## [GIVEN TASK]
Extract the lines of the records beginning with the one containing "A rule for this batch: each instance of the wet" and ending with the one containing "column 41, row 291", both included, and reproduce them verbatim.

Stored entries
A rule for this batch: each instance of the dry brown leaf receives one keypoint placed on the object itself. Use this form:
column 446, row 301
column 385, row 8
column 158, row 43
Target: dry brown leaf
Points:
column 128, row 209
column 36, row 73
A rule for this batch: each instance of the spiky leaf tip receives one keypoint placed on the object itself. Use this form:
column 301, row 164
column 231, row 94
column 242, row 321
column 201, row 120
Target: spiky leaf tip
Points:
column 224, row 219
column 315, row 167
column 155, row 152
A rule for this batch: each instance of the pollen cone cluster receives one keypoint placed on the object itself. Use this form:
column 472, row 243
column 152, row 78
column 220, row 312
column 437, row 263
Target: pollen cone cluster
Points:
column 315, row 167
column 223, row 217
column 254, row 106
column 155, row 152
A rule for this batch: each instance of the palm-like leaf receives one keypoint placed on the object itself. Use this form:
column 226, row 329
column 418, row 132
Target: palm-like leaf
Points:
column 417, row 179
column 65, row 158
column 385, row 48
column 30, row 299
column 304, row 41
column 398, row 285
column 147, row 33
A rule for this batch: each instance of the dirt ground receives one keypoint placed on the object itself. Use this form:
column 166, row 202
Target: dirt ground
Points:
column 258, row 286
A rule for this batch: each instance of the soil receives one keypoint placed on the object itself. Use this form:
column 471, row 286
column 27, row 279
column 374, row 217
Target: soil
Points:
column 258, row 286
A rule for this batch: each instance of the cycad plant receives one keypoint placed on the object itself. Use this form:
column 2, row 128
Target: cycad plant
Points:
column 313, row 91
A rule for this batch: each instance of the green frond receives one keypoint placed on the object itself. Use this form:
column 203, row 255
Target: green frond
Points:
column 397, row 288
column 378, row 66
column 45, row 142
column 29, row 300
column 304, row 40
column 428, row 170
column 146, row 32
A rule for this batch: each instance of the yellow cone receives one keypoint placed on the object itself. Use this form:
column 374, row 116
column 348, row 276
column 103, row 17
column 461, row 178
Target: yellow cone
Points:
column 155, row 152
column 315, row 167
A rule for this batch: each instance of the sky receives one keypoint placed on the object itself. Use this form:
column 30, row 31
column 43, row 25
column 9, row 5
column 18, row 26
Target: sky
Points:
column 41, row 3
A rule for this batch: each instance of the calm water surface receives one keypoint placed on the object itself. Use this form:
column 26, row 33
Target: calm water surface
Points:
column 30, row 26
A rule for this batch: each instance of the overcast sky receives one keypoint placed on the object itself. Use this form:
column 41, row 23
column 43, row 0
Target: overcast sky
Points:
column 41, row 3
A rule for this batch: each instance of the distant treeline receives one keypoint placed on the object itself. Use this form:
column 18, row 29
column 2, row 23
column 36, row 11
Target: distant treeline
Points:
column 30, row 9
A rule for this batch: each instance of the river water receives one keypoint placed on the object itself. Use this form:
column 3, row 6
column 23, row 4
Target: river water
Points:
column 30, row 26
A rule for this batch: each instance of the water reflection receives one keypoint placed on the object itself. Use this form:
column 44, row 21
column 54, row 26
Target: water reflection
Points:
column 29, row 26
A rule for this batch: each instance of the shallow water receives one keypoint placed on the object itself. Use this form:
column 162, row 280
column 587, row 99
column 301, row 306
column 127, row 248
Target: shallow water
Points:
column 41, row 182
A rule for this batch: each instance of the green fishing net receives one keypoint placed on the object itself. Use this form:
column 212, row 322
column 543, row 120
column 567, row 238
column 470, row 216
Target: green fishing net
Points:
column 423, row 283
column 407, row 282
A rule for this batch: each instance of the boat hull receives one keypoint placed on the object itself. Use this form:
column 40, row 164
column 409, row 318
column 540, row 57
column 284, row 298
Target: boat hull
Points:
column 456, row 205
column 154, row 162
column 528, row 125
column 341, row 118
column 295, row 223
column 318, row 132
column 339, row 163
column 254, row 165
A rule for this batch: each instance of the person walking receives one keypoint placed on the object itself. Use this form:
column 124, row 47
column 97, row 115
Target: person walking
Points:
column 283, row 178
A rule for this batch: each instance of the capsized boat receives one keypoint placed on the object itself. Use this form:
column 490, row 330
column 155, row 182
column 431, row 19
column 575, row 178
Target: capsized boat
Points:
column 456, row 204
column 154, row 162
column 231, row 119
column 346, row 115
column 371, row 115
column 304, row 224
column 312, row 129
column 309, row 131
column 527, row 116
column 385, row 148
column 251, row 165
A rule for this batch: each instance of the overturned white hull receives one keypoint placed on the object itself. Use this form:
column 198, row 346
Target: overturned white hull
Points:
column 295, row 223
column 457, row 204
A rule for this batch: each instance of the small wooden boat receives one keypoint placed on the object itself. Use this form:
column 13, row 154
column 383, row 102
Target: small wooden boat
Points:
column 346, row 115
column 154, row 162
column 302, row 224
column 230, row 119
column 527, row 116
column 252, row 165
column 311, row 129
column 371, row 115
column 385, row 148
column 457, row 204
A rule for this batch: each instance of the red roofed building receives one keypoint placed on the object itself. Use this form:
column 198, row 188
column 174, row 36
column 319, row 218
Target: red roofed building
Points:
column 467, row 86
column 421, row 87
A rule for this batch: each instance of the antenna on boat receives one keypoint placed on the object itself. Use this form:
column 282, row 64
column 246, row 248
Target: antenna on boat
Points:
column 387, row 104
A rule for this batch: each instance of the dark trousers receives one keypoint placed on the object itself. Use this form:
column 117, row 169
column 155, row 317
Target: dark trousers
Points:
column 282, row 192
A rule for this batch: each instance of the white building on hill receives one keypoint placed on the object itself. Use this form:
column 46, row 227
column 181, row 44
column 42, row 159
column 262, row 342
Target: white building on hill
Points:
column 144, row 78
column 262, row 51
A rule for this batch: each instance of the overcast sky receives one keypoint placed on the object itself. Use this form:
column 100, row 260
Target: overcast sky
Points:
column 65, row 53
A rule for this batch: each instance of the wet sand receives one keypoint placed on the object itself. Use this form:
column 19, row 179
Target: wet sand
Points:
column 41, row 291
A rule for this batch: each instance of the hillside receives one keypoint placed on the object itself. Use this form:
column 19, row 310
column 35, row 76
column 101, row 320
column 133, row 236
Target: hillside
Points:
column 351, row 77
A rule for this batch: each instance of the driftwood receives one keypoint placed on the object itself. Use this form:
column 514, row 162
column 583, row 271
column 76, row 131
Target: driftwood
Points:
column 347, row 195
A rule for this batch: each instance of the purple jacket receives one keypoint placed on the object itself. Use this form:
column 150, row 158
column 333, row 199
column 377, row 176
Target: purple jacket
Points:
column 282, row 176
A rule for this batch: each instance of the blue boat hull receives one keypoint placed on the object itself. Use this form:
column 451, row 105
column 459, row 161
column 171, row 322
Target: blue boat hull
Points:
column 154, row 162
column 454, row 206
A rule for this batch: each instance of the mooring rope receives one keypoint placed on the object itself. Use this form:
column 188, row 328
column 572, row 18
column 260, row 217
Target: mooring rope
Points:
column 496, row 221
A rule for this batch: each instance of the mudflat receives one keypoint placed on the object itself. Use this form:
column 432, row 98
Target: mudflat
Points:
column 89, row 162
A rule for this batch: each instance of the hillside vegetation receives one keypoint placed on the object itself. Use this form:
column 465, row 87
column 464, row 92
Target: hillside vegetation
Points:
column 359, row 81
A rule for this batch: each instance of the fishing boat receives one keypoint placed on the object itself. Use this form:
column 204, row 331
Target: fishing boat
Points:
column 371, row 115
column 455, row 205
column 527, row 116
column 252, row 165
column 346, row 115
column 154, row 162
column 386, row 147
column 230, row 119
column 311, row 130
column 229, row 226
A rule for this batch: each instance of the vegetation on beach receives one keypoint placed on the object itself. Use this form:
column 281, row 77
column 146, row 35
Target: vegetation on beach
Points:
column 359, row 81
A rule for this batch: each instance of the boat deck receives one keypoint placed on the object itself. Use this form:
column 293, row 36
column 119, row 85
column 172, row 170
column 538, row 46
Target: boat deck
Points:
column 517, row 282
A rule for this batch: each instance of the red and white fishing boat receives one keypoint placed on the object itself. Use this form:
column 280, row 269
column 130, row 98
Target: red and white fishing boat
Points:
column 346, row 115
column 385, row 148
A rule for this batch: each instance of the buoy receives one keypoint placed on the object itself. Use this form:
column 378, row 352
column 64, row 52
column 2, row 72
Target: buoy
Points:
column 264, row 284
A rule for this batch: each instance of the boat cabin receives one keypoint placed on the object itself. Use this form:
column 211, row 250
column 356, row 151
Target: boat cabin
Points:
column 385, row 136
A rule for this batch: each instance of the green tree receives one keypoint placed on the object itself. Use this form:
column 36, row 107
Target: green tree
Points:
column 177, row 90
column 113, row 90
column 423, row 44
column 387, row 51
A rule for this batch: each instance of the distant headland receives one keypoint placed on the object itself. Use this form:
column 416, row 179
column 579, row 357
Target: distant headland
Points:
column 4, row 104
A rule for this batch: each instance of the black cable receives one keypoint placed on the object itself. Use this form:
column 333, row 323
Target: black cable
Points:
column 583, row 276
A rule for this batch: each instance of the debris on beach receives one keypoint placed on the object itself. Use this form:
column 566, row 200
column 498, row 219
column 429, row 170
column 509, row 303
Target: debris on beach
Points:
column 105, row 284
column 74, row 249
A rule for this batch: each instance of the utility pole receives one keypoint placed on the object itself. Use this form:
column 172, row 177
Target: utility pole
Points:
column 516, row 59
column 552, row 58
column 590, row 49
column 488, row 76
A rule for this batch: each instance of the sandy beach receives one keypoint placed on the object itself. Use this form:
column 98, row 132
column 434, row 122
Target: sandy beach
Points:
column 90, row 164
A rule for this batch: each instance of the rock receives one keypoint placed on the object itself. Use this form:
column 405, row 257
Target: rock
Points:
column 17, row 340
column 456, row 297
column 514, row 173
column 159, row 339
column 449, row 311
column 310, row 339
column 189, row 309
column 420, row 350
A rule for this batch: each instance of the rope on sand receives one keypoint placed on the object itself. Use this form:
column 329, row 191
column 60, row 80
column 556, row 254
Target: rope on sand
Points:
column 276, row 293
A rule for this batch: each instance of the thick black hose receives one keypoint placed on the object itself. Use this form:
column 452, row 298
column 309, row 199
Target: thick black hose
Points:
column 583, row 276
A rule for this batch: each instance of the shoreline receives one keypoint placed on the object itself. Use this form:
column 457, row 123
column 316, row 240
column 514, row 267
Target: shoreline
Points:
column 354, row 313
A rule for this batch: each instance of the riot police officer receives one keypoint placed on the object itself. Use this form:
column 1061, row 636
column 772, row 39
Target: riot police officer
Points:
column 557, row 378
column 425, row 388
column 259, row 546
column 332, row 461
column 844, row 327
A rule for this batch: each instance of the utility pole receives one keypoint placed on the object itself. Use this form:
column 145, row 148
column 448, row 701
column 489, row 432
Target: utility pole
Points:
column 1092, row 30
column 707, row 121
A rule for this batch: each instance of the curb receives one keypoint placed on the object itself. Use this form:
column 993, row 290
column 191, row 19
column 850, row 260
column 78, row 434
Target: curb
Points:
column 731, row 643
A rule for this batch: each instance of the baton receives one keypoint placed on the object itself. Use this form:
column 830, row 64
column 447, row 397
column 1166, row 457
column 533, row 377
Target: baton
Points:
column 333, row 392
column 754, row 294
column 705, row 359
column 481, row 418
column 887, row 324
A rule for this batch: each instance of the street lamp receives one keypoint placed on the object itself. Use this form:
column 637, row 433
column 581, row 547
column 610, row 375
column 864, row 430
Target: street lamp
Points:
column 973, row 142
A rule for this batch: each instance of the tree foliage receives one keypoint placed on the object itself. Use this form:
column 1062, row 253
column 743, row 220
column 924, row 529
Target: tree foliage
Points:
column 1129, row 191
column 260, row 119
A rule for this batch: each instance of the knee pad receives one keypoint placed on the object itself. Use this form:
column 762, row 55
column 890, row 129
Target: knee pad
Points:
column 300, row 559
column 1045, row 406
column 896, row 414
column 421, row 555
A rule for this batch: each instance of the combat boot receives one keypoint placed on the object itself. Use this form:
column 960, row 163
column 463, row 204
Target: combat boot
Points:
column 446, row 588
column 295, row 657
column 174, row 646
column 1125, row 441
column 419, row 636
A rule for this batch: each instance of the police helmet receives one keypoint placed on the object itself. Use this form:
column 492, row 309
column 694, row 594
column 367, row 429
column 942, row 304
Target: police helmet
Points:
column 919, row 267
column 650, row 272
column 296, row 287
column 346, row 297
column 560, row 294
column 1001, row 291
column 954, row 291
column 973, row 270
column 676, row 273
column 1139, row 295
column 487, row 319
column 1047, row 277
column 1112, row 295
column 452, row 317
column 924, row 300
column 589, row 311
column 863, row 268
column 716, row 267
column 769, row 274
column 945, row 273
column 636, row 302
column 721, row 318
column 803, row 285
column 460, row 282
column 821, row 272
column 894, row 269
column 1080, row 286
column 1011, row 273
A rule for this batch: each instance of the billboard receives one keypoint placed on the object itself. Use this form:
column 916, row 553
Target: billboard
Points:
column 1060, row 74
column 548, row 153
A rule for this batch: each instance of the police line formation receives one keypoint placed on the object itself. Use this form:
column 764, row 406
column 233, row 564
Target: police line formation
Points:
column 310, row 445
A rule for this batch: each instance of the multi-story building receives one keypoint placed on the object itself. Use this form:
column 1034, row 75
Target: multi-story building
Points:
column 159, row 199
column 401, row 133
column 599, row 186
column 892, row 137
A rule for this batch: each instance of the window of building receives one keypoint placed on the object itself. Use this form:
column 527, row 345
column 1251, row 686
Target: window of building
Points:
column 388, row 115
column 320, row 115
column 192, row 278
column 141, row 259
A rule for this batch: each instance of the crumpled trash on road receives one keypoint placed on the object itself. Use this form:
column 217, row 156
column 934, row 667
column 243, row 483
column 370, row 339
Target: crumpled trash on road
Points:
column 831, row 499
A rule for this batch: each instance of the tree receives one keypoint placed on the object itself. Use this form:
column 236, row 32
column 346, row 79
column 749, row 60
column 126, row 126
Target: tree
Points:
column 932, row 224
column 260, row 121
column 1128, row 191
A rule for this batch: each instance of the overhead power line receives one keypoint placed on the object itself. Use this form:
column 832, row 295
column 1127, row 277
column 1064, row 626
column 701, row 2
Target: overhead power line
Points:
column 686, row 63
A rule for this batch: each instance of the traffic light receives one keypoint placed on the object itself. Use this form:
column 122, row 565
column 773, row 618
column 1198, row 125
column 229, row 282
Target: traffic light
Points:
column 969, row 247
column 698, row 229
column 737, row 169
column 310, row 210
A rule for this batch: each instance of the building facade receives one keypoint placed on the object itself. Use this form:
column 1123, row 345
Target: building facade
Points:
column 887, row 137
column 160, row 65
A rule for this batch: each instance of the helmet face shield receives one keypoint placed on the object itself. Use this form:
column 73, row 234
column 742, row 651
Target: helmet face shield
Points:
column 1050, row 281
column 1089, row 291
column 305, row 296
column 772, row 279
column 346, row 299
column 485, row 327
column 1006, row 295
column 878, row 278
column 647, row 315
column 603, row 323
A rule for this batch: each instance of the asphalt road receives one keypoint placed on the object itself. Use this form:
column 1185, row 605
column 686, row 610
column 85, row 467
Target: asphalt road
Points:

## [EXERCISE RESULT]
A rule for this batch: each instance of the wet sand receives one keypoint placed on the object itself. Use this form:
column 19, row 179
Target: wet sand
Points:
column 41, row 291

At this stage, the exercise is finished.